**Exercise directions**
Please reproduce word for word the stretch of lines below, from the line containing "Each instance of the cat's mouth" through the final line, with both of those lines included.

**Material provided**
┄┄┄┄┄┄

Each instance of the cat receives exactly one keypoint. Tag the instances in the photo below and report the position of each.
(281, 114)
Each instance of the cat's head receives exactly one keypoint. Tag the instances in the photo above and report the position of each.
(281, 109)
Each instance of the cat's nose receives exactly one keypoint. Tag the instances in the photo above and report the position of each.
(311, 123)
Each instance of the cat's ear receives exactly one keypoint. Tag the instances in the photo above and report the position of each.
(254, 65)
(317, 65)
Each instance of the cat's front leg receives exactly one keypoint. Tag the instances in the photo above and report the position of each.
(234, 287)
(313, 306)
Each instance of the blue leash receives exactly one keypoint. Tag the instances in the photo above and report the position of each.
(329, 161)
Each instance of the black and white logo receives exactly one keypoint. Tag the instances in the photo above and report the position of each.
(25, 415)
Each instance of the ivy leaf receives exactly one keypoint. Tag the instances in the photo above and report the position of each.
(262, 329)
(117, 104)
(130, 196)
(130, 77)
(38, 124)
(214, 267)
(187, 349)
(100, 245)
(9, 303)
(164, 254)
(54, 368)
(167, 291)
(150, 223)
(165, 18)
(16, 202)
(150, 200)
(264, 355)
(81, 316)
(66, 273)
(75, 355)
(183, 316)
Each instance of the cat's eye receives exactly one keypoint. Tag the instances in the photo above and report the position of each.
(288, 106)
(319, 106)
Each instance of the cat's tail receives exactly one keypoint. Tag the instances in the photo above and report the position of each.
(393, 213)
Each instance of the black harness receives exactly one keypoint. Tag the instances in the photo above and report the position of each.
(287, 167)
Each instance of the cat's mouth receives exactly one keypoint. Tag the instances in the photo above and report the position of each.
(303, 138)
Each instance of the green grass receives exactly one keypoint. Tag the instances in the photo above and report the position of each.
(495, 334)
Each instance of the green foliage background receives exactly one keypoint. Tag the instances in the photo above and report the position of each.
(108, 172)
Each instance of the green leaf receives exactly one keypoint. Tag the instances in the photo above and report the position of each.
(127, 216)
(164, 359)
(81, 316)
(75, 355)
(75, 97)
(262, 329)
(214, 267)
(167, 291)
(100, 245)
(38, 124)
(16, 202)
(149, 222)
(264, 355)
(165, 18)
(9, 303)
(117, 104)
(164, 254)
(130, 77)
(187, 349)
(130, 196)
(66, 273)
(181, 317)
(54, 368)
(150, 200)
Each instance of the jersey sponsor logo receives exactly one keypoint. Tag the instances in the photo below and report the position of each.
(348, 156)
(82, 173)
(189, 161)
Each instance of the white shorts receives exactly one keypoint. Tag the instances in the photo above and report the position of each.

┄┄┄┄┄┄

**Expected answer**
Each instance of the cat's mouth receives exactly one keypoint. Tag the instances in the photo above and report the position of each.
(303, 138)
Each instance of the green grass receives exactly one keypoint. Tag the instances in the photo above and report the position of each.
(495, 334)
Each instance of the green foliage background receives exactly one keypoint. Tag the instances in the photo above and report the position of each.
(108, 172)
Each instance of the green leaf receives exactly one keypoint. Tag the instances in the photo above and report the position of each.
(127, 216)
(164, 359)
(81, 316)
(75, 355)
(75, 97)
(262, 329)
(214, 267)
(167, 291)
(100, 245)
(38, 124)
(16, 202)
(149, 222)
(264, 355)
(165, 18)
(9, 303)
(117, 104)
(164, 254)
(130, 77)
(187, 349)
(130, 196)
(66, 273)
(181, 317)
(54, 368)
(150, 200)
Each instance of the jersey sponsor logo receives exactly one keypoint. Tag the instances in the photo below and report the position of each.
(348, 156)
(82, 173)
(189, 161)
Each instance of the white shorts receives exactly one keypoint. Tag the instances in the photo above and report the position of each.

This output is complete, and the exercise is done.